Given data:
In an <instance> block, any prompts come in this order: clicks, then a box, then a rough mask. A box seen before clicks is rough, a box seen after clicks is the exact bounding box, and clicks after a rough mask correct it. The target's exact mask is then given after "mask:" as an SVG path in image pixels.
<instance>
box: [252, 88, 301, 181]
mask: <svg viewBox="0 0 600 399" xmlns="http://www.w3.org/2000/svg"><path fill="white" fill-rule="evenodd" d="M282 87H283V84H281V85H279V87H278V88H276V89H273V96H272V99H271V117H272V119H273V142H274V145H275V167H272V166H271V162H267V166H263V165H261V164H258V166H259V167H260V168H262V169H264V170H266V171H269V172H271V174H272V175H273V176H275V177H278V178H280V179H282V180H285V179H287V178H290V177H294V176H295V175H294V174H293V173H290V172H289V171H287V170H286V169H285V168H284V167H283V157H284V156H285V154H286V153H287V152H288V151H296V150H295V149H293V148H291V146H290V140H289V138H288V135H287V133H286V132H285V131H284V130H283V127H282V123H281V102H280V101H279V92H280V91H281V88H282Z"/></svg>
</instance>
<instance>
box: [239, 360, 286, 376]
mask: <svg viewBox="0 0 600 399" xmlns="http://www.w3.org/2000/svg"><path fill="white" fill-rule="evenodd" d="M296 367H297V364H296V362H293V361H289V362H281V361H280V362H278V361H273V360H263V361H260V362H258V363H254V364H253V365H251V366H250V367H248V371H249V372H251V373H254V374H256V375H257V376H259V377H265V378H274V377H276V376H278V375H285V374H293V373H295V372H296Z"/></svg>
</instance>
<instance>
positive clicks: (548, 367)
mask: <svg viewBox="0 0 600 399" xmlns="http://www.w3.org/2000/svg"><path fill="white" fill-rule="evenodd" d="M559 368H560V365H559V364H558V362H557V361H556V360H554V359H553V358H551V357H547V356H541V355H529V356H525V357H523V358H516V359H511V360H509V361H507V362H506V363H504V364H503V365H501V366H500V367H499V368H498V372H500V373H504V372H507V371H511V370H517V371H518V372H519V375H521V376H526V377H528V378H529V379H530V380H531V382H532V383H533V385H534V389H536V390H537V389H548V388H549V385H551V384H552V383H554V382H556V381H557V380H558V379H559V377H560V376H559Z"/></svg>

Work instruction:
Once you have read the entries, reproduce each one exactly.

Solution to this problem:
In an <instance> block, any prompts come in this order: clicks, then a box, then a rough mask. A box seen before clicks is rough, a box seen after clicks is the exact bounding box, and clicks after a rough mask correct it. The target's exact mask is then given after "mask:" as an SVG path in image pixels.
<instance>
box: [252, 88, 301, 181]
mask: <svg viewBox="0 0 600 399" xmlns="http://www.w3.org/2000/svg"><path fill="white" fill-rule="evenodd" d="M282 87H283V84H281V85H279V87H278V88H276V89H273V96H272V99H271V117H272V119H273V142H274V145H275V167H272V166H271V162H267V166H263V165H261V164H258V166H259V167H260V168H262V169H264V170H266V171H269V172H271V174H272V175H273V176H275V177H278V178H280V179H282V180H285V179H287V178H290V177H294V176H295V175H294V174H293V173H290V172H289V171H287V170H286V169H285V168H284V167H283V157H284V156H285V154H286V153H287V152H288V151H296V150H295V149H293V148H291V146H290V140H289V138H288V135H287V133H286V132H285V131H284V130H283V127H282V123H281V102H280V101H279V92H280V91H281V88H282Z"/></svg>
</instance>
<instance>
box: [239, 360, 286, 376]
mask: <svg viewBox="0 0 600 399" xmlns="http://www.w3.org/2000/svg"><path fill="white" fill-rule="evenodd" d="M296 367H297V364H296V362H293V361H289V362H281V361H280V362H278V361H273V360H263V361H260V362H258V363H254V364H253V365H251V366H250V367H248V371H249V372H251V373H254V374H256V375H257V376H259V377H265V378H274V377H276V376H278V375H285V374H293V373H295V372H296Z"/></svg>
</instance>
<instance>
positive clicks: (548, 367)
mask: <svg viewBox="0 0 600 399" xmlns="http://www.w3.org/2000/svg"><path fill="white" fill-rule="evenodd" d="M559 368H560V365H559V364H558V362H557V361H556V360H554V359H553V358H551V357H547V356H541V355H529V356H525V357H523V358H516V359H511V360H509V361H507V362H506V363H504V364H503V365H501V366H500V367H499V368H498V372H500V373H504V372H507V371H511V370H517V371H518V372H519V375H521V376H526V377H528V378H529V379H530V380H531V382H532V383H533V385H534V389H536V390H537V389H548V388H549V385H551V384H552V383H554V382H556V381H557V380H558V379H559V377H560V376H559Z"/></svg>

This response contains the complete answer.